═══ PASSAGE SHOWN ═══
In our current study, the RCR and SCR groups showed clear alterations in microbiome composition. At the family level, Gemellaceae, the members of which modulate immunological reactions, was less abundant in the RCR group compared with the other groups. In contrast to the RCR group, in the SCR group, a variety of gut bacteria belonging to the Firmicutes phylum were abundant, but the abundance of Fusobacteriaceae was low. A previous study reported that the ratio of Firmicutes to Bacteroidetes was significantly lower in patients with DM [35]. However, our study showed a high Firmicute-to-Bacteroidetes ratio in the SCR group. Further studies are needed to determine how gut microbiome composition is related to clinical manifestations in patients with colectomy.
═══
YOUR OBJECTIVE -
Can you write out the passage on gut microbiome composition, starting at "In our current" and ending at "patients with colectomy."? The records have no connection to the passage on gut microbiome composition.
═══ DATA SHOWN ═══
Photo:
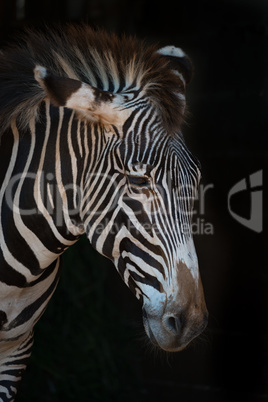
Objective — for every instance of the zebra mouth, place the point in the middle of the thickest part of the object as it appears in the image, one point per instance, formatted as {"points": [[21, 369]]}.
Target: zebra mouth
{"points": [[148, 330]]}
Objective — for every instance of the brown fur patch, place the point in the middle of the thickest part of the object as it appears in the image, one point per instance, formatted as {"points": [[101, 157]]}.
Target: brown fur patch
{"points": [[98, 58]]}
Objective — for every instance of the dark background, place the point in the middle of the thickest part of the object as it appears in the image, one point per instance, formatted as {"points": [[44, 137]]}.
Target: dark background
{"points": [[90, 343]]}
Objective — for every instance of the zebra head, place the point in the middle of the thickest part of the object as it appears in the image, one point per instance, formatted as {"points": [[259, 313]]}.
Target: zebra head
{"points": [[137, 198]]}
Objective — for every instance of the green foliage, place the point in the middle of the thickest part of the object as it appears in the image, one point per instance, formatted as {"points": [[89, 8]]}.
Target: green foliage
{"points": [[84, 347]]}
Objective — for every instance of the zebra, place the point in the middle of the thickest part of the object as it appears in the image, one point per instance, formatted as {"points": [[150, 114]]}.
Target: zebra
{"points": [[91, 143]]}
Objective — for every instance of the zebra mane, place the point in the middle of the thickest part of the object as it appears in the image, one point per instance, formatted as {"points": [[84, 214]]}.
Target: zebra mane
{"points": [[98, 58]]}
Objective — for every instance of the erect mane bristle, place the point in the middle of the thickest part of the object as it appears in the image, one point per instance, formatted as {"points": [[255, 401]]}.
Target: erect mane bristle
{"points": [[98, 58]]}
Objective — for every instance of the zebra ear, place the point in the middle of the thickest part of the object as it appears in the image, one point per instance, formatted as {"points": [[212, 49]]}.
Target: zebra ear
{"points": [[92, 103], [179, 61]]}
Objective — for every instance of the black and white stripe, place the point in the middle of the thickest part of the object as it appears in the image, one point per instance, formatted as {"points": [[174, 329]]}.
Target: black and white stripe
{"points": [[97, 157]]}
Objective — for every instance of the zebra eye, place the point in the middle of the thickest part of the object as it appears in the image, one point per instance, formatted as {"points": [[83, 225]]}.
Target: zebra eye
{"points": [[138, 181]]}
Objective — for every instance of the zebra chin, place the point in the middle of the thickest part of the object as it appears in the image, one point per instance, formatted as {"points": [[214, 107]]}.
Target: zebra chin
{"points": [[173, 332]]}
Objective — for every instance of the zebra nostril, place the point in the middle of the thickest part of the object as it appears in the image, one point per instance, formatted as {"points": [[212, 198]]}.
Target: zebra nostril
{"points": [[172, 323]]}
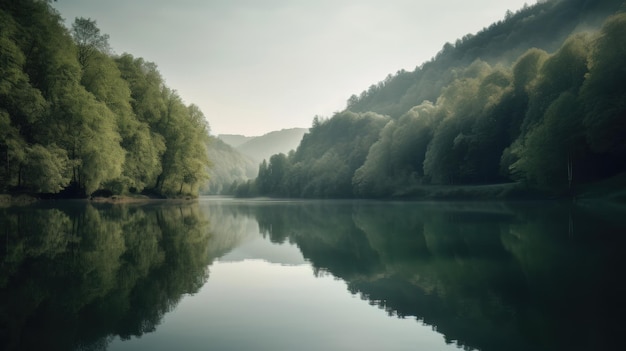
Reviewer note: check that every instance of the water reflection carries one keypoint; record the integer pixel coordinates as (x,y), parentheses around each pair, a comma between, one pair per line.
═══
EXERCISE ANSWER -
In our current study, the RCR and SCR groups showed clear alterations in microbiome composition. At the family level, Gemellaceae, the members of which modulate immunological reactions, was less abundant in the RCR group compared with the other groups. In contrast to the RCR group, in the SCR group, a variety of gut bacteria belonging to the Firmicutes phylum were abundant, but the abundance of Fusobacteriaceae was low. A previous study reported that the ratio of Firmicutes to Bacteroidetes was significantly lower in patients with DM [35]. However, our study showed a high Firmicute-to-Bacteroidetes ratio in the SCR group. Further studies are needed to determine how gut microbiome composition is related to clinical manifestations in patients with colectomy.